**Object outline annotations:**
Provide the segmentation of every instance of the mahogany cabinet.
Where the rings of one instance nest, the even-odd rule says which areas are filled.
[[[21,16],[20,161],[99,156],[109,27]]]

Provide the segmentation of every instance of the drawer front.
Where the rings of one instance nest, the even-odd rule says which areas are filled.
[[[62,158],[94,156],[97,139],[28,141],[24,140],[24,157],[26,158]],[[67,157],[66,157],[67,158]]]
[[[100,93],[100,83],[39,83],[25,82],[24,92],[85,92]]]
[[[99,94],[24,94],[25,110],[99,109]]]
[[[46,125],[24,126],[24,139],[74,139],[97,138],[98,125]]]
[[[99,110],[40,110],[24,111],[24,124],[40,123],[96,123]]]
* * *
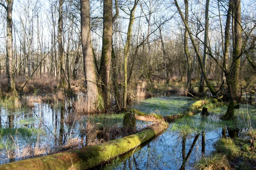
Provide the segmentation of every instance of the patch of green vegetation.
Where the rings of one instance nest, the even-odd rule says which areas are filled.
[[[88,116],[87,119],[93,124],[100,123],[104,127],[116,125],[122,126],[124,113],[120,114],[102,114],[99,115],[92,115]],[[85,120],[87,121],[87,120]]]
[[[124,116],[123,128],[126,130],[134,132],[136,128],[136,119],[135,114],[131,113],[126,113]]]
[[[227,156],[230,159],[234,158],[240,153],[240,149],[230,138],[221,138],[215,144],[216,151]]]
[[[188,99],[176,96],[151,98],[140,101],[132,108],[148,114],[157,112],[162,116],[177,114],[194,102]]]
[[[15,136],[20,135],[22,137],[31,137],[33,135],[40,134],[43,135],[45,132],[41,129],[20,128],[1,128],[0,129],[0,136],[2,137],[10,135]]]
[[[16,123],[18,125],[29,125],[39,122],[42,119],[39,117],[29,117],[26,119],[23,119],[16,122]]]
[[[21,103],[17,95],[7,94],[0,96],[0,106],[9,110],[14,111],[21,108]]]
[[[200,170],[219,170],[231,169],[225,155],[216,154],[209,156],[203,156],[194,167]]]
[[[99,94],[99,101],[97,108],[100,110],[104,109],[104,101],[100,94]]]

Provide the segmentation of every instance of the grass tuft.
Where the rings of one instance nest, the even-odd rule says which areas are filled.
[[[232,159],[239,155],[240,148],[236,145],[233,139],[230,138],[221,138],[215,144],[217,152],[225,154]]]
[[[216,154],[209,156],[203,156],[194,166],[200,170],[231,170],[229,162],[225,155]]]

**Problem description:**
Please render the material from the line with "Provide the segmentation of every instance of the mahogany" up to and including the line with "[[[21,16],[20,161],[99,156],[109,27]]]" as a two-column CSV with the headers text and answer. Give each text and its answer one row, with each value in a single quoted field and line breaks replaced by spaces.

**Written answer:**
text,answer
"Provide the segmentation of every instance of the mahogany cabinet. Where the rings of one instance nest, the even-odd rule says which areas are filled.","[[[21,16],[20,161],[99,156],[109,27]]]"